REQUIRED TASK
Reproduce the line that holds "sleeve in this photo." together with all the lines after it up to the end of the entries.

EXTRACTED MATERIAL

[start]

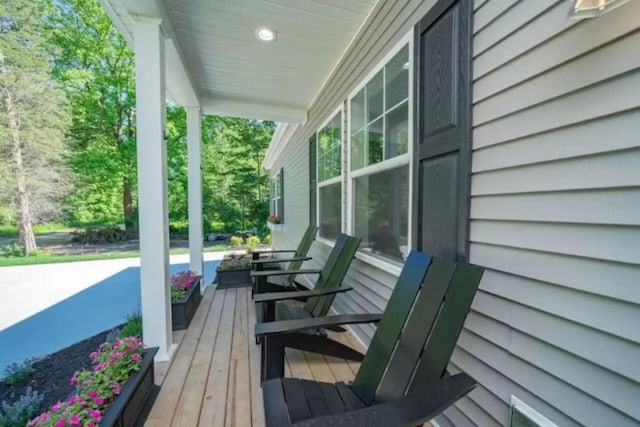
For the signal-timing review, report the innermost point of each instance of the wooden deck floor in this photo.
(213, 379)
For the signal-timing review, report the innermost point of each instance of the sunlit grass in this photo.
(53, 259)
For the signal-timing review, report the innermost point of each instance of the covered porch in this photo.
(213, 378)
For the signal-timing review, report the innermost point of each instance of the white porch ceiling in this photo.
(213, 49)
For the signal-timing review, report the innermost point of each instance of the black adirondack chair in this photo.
(402, 379)
(266, 283)
(317, 302)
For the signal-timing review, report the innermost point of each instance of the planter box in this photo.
(182, 311)
(132, 405)
(233, 278)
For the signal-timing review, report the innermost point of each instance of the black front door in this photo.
(441, 177)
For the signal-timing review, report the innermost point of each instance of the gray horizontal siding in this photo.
(555, 209)
(555, 216)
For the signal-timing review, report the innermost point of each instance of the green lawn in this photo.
(51, 259)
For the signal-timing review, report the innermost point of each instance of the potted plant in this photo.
(115, 392)
(185, 298)
(234, 271)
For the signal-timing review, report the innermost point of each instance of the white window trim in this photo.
(335, 179)
(407, 158)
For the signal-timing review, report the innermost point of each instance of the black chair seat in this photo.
(310, 399)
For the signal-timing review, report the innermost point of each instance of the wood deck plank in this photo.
(257, 408)
(166, 402)
(239, 391)
(319, 368)
(212, 413)
(214, 378)
(190, 403)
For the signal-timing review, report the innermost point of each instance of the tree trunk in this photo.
(127, 205)
(21, 196)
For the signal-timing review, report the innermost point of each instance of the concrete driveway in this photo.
(47, 307)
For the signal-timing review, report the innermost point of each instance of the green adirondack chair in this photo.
(402, 379)
(264, 260)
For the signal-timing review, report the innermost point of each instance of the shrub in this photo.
(236, 241)
(92, 236)
(20, 411)
(133, 325)
(252, 242)
(13, 250)
(113, 364)
(15, 373)
(181, 282)
(234, 262)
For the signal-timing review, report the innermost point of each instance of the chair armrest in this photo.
(276, 260)
(275, 251)
(292, 326)
(280, 296)
(282, 272)
(414, 409)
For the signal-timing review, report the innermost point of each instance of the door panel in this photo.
(442, 89)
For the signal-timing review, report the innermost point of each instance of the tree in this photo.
(32, 117)
(95, 66)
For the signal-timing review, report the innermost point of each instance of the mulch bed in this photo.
(52, 373)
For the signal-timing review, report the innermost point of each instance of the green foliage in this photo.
(15, 373)
(33, 119)
(21, 410)
(12, 250)
(133, 325)
(92, 236)
(252, 242)
(236, 241)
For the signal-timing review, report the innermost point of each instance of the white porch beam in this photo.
(194, 176)
(152, 186)
(253, 110)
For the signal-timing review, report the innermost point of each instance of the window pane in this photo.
(375, 105)
(376, 140)
(330, 211)
(397, 132)
(357, 112)
(381, 212)
(357, 151)
(397, 78)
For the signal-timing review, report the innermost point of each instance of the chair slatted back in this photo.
(334, 269)
(336, 278)
(390, 327)
(303, 248)
(427, 334)
(448, 325)
(327, 269)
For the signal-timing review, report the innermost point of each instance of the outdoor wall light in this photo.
(581, 9)
(265, 34)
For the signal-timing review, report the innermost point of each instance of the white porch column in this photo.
(194, 158)
(152, 186)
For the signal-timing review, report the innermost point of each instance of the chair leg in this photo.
(322, 345)
(272, 358)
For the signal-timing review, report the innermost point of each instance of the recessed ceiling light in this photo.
(265, 34)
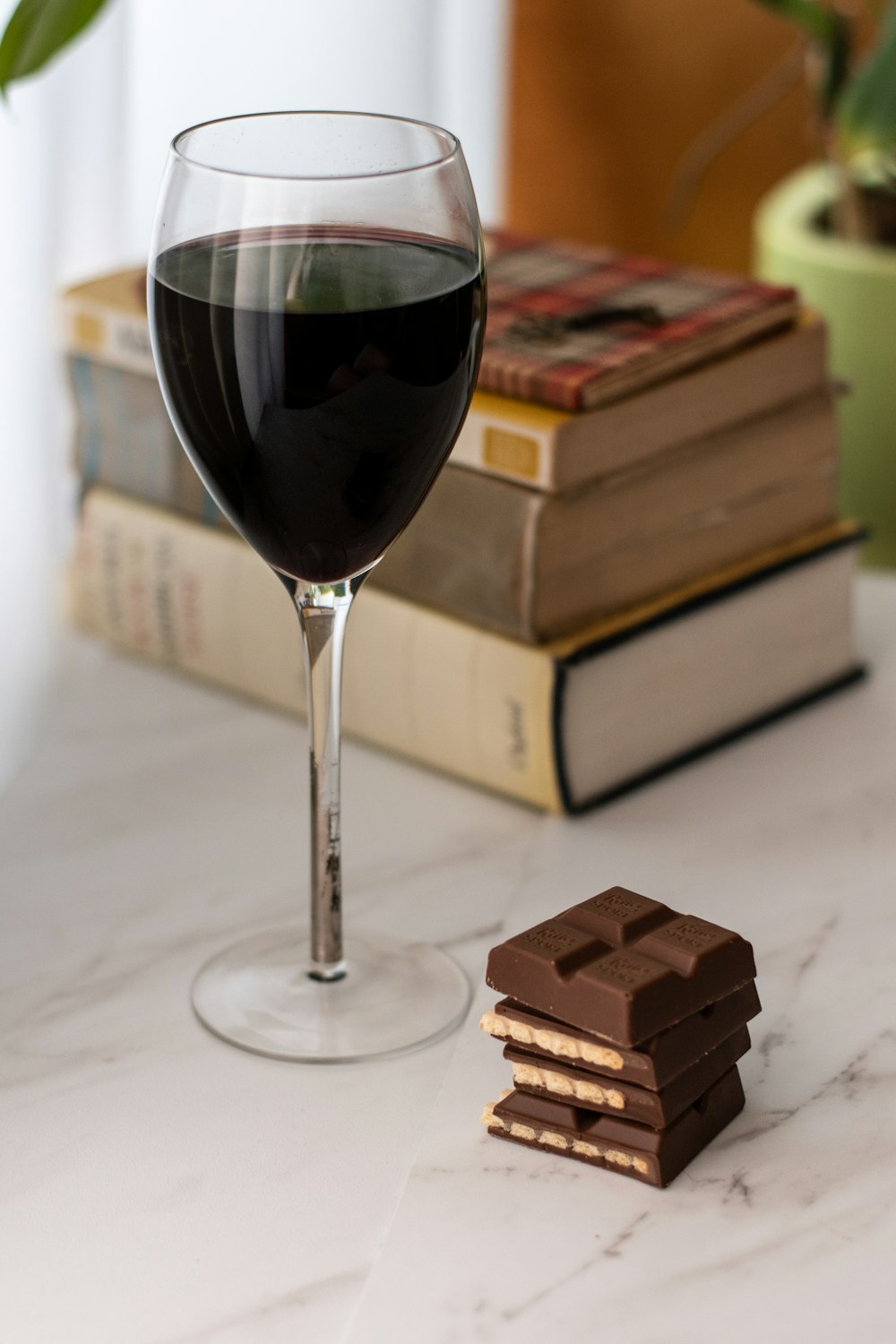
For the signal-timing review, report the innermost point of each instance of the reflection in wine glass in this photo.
(317, 304)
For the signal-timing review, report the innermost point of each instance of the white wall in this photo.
(81, 155)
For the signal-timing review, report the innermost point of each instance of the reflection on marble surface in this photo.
(158, 1187)
(785, 1228)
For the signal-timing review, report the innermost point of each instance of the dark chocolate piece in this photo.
(544, 1078)
(653, 1064)
(654, 1156)
(621, 965)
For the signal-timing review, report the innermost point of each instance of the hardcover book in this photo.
(524, 562)
(562, 726)
(573, 327)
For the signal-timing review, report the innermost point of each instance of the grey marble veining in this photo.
(785, 1228)
(158, 1187)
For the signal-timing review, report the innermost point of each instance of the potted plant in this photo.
(831, 230)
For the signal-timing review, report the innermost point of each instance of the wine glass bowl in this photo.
(316, 303)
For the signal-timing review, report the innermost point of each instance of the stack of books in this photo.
(632, 556)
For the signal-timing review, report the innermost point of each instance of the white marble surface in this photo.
(158, 1187)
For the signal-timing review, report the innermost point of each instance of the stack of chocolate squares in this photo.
(624, 1024)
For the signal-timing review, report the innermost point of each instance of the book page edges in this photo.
(417, 683)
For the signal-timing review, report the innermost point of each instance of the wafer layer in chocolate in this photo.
(654, 1156)
(653, 1064)
(621, 965)
(544, 1078)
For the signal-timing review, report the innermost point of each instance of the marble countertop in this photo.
(158, 1187)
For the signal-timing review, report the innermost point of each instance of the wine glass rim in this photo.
(452, 145)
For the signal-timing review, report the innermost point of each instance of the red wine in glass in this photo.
(319, 381)
(316, 306)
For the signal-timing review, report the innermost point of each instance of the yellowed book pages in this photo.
(447, 694)
(105, 319)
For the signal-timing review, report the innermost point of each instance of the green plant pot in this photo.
(853, 285)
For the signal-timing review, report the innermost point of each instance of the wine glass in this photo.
(316, 306)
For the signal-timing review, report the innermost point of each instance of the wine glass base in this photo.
(394, 997)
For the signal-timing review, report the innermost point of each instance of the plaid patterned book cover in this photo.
(573, 327)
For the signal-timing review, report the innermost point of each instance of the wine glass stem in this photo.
(323, 613)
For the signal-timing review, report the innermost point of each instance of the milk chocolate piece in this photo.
(653, 1064)
(544, 1078)
(654, 1156)
(621, 965)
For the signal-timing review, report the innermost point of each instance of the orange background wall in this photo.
(607, 94)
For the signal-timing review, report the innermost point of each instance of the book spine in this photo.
(481, 573)
(124, 438)
(417, 683)
(110, 335)
(514, 445)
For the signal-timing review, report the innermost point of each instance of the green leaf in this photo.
(831, 32)
(38, 30)
(866, 116)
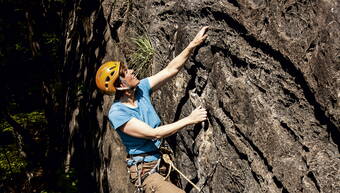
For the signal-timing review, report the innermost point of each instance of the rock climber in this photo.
(134, 118)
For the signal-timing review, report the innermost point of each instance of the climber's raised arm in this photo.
(159, 79)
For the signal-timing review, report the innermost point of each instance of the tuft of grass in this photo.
(141, 59)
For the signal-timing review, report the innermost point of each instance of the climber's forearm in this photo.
(169, 129)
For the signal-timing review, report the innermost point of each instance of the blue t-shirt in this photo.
(120, 114)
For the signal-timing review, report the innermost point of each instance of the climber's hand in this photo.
(199, 38)
(198, 115)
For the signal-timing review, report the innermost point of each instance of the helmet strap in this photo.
(125, 83)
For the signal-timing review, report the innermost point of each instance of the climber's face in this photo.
(129, 78)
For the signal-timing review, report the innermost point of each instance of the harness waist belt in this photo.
(144, 154)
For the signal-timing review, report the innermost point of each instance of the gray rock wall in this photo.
(268, 75)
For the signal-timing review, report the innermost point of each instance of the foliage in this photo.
(141, 59)
(11, 162)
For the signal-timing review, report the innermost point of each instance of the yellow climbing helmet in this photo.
(106, 76)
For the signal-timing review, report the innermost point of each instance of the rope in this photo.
(167, 160)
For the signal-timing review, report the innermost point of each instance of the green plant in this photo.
(141, 59)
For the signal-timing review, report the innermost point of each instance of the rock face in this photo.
(269, 77)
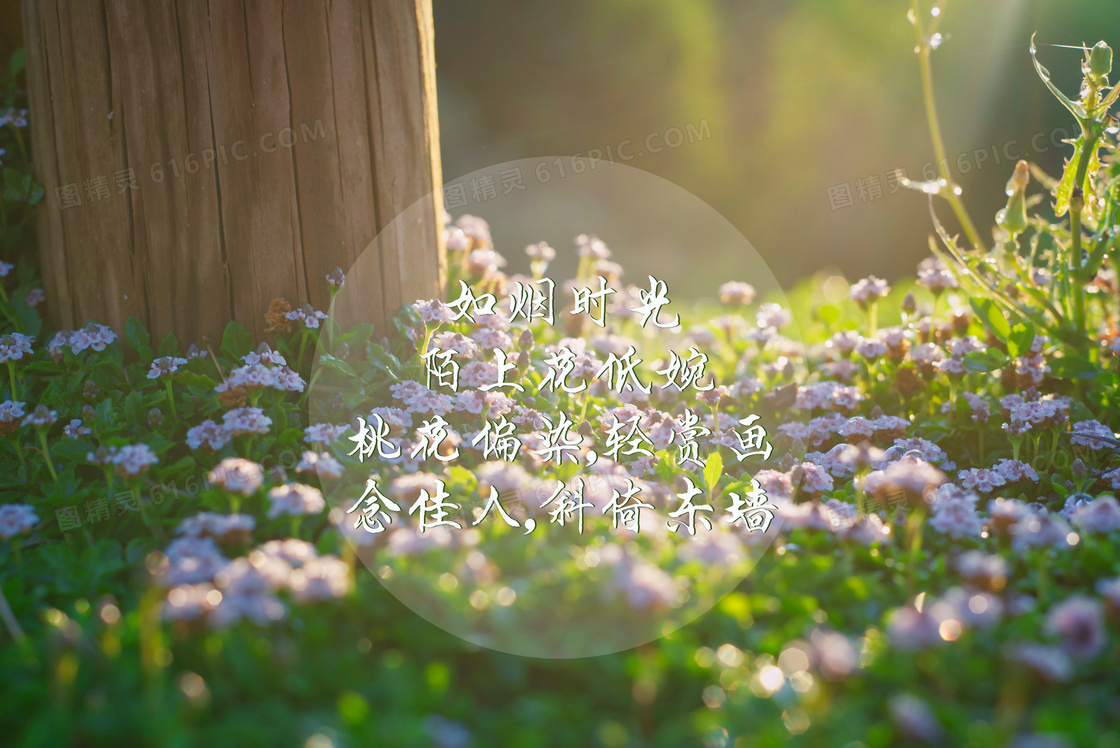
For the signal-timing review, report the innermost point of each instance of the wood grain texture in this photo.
(269, 142)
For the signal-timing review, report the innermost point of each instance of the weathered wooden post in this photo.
(203, 158)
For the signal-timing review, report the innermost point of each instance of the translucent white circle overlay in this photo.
(553, 592)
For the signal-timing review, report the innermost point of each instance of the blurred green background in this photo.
(800, 96)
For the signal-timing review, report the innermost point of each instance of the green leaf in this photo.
(1072, 367)
(985, 361)
(991, 316)
(236, 342)
(1020, 339)
(169, 346)
(1074, 108)
(712, 470)
(138, 337)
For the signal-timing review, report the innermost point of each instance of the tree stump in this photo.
(204, 158)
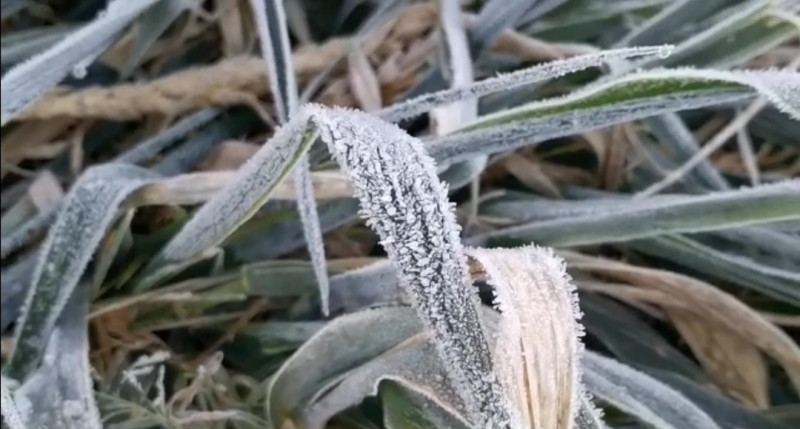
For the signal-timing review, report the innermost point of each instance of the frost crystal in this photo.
(538, 348)
(407, 205)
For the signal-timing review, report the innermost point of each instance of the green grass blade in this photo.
(72, 54)
(153, 23)
(642, 396)
(60, 393)
(721, 210)
(274, 36)
(240, 200)
(780, 284)
(615, 101)
(303, 375)
(407, 405)
(89, 209)
(550, 70)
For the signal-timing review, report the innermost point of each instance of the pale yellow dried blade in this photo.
(538, 348)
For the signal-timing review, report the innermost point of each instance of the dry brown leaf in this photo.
(613, 165)
(363, 81)
(710, 303)
(230, 155)
(33, 133)
(195, 188)
(733, 363)
(45, 191)
(537, 348)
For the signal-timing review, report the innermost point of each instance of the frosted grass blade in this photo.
(641, 395)
(537, 348)
(274, 36)
(154, 22)
(244, 195)
(60, 393)
(404, 202)
(614, 101)
(12, 415)
(73, 54)
(550, 70)
(716, 211)
(89, 209)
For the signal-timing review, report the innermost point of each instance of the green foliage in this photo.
(564, 116)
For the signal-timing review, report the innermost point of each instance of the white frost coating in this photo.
(550, 70)
(406, 204)
(538, 348)
(642, 396)
(59, 394)
(70, 55)
(576, 112)
(12, 415)
(88, 210)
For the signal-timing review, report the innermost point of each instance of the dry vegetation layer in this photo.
(308, 214)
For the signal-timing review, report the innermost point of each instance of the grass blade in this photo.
(12, 415)
(407, 206)
(721, 210)
(59, 394)
(642, 396)
(154, 22)
(617, 100)
(550, 70)
(89, 209)
(72, 54)
(274, 35)
(537, 349)
(243, 196)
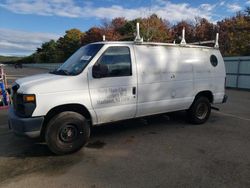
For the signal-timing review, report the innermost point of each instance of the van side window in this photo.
(213, 60)
(118, 61)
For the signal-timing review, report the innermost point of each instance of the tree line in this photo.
(234, 35)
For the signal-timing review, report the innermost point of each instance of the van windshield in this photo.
(78, 61)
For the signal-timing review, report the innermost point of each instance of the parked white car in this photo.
(110, 81)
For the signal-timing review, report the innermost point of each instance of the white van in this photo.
(105, 82)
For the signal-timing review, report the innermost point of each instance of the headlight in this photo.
(24, 104)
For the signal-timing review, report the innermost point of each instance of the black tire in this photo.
(67, 132)
(199, 111)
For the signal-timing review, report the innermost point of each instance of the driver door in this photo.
(114, 95)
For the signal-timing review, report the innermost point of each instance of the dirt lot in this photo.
(160, 151)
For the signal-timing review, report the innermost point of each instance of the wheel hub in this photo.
(201, 111)
(68, 133)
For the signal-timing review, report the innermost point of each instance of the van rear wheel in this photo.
(199, 111)
(67, 132)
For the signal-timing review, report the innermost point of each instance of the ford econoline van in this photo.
(104, 82)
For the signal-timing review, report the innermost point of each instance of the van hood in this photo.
(45, 83)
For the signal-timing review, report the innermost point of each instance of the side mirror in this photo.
(99, 70)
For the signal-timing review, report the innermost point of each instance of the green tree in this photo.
(69, 43)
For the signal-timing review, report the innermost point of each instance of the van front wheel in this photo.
(67, 132)
(199, 111)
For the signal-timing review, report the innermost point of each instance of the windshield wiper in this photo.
(60, 72)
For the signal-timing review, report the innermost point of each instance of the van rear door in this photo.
(113, 94)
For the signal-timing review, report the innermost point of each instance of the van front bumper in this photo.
(30, 127)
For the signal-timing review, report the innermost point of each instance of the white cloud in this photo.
(14, 42)
(68, 8)
(233, 7)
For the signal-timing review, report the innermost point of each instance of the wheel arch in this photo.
(81, 109)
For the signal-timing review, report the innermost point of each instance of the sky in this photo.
(26, 24)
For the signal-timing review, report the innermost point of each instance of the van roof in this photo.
(155, 44)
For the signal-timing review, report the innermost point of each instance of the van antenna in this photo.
(217, 41)
(138, 37)
(183, 41)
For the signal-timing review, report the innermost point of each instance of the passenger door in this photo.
(114, 95)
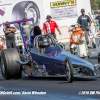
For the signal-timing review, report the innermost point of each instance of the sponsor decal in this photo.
(63, 3)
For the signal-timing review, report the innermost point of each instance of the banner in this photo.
(64, 9)
(63, 3)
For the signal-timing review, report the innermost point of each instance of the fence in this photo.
(64, 33)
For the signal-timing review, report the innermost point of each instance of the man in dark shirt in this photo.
(83, 21)
(26, 27)
(9, 34)
(98, 18)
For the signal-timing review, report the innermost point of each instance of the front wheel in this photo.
(69, 70)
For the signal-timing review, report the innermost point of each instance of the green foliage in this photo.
(95, 4)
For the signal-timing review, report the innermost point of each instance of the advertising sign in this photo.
(64, 9)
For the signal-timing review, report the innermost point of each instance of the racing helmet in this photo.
(44, 42)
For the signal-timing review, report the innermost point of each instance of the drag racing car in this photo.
(42, 58)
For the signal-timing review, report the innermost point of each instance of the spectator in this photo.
(49, 26)
(9, 35)
(83, 21)
(26, 27)
(98, 18)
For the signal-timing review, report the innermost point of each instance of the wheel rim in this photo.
(68, 73)
(2, 67)
(31, 13)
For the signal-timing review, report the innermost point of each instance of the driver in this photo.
(44, 42)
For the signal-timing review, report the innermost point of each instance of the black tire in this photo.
(21, 9)
(69, 67)
(10, 68)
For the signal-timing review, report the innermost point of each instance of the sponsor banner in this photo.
(63, 3)
(64, 12)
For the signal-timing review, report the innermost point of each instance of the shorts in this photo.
(53, 34)
(10, 44)
(86, 36)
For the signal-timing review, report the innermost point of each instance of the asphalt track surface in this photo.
(56, 88)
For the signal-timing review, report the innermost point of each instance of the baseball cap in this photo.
(48, 16)
(82, 10)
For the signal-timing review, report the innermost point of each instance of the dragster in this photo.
(42, 61)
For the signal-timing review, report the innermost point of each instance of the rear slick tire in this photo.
(69, 70)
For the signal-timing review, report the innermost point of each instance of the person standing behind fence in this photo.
(83, 21)
(9, 35)
(98, 18)
(49, 26)
(26, 27)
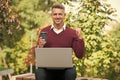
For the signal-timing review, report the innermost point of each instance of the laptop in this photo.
(55, 58)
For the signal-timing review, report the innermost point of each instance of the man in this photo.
(60, 35)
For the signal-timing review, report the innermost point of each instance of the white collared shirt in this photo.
(57, 31)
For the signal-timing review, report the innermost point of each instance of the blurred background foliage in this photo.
(20, 21)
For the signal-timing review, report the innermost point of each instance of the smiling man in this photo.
(60, 35)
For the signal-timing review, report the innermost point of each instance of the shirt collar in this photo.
(64, 26)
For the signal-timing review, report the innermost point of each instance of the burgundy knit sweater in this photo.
(67, 38)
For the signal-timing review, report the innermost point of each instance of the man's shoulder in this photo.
(46, 28)
(70, 29)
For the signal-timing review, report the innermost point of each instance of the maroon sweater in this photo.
(67, 38)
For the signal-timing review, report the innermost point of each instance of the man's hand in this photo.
(79, 33)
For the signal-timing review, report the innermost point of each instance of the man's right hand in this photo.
(41, 42)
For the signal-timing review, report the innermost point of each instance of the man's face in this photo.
(58, 15)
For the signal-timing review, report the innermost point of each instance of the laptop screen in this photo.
(54, 57)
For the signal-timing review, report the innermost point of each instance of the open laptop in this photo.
(54, 58)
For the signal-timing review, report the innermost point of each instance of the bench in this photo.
(31, 76)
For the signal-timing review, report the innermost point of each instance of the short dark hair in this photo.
(58, 6)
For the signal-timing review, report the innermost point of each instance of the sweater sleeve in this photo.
(79, 47)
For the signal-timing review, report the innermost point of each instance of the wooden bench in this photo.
(32, 77)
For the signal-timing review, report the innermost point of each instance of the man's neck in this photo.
(58, 26)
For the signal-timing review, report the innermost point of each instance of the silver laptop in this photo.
(54, 57)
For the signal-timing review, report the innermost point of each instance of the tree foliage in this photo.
(90, 15)
(9, 24)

[end]

RESULT
For the signal-timing review, report the innermost point of each instance of the sweater sleeve in this photo.
(79, 47)
For the signal-timing review, report the innermost point of each instance of the wooden bench in this photo.
(32, 77)
For the signal-timing review, report the innermost point of each instance of the man's neck in this photo.
(58, 26)
For the signal-timing review, report the innermost point of each instance of the silver laptop in this photo.
(54, 57)
For the signal-timing review, report the innermost point of each instance of the tree foliage in this photo.
(90, 15)
(9, 24)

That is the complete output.